- **Written request**
Quote the lines below exactly, from the one that holds "Category: gazebo" through the final line of the records, and only those.

------ Records provided ------

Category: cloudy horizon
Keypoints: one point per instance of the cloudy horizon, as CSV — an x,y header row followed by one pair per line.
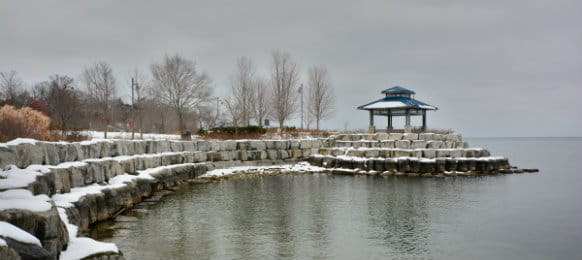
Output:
x,y
494,68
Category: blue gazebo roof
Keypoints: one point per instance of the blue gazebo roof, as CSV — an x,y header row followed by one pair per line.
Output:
x,y
396,103
398,90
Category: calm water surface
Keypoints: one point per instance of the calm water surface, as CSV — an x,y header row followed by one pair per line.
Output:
x,y
521,216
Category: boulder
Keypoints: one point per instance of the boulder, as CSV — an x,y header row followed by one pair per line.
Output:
x,y
46,226
8,253
409,136
426,136
7,157
390,164
305,144
418,144
387,143
395,136
453,137
371,153
27,251
402,144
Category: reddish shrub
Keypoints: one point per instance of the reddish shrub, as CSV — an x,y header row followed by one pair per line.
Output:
x,y
25,122
37,105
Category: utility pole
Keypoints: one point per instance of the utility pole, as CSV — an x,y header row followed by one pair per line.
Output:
x,y
217,112
132,111
133,84
301,105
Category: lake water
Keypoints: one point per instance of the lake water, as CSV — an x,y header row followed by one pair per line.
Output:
x,y
519,216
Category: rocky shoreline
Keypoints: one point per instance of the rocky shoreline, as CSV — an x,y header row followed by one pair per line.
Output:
x,y
55,191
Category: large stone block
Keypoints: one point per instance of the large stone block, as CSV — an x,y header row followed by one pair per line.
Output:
x,y
401,153
7,157
429,153
296,153
455,137
295,144
371,153
203,146
281,144
27,154
451,164
442,153
427,166
414,165
418,144
436,144
426,136
402,144
403,165
410,136
306,144
257,145
438,137
390,164
387,143
272,154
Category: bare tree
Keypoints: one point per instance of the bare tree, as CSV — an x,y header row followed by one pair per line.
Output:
x,y
320,98
141,83
101,87
284,87
178,84
242,89
233,109
10,85
62,101
262,102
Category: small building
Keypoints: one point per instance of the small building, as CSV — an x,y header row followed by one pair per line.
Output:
x,y
398,101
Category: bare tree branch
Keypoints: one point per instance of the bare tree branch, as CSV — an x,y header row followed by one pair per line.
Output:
x,y
102,88
10,85
284,87
242,89
261,100
178,84
321,99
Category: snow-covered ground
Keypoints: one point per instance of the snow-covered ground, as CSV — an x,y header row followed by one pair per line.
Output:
x,y
298,167
127,135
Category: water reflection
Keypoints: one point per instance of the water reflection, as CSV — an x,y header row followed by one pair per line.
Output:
x,y
359,217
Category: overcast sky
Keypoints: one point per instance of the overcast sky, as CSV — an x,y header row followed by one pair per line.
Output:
x,y
494,68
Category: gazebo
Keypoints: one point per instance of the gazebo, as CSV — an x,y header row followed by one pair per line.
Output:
x,y
398,101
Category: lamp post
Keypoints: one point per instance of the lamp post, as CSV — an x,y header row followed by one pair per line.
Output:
x,y
301,89
132,109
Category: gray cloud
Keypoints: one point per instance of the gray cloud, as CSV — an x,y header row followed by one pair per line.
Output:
x,y
494,68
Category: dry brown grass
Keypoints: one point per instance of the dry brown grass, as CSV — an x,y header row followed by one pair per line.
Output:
x,y
228,136
25,123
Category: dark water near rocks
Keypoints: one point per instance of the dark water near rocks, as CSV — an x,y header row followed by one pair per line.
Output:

------

- **Full answer**
Category: gazebo
Keypoints: one point per instance of the gazebo, as CSV — an x,y header row followed by one pair per line.
Output:
x,y
398,101
Category: lamp post
Keypoints: one point per instance of the lamp post, as CSV — an x,y header row followed by one pair per line.
Output:
x,y
301,89
132,109
Category: gray cloud
Keypoints: one point per instance of the gray cloud, as CSV — an x,y header row followed by one pair per line.
Output:
x,y
494,68
Category: dry brown grass
Keypoints: one point per instance of the dry brown grass, as CSV — an x,y header row followed by one pair per line.
Output:
x,y
228,136
25,123
Category: dark water near rocks
Keypoints: one point per instance of the dark water near rocks, as CSV — an x,y header row followed by one pair per line.
Output:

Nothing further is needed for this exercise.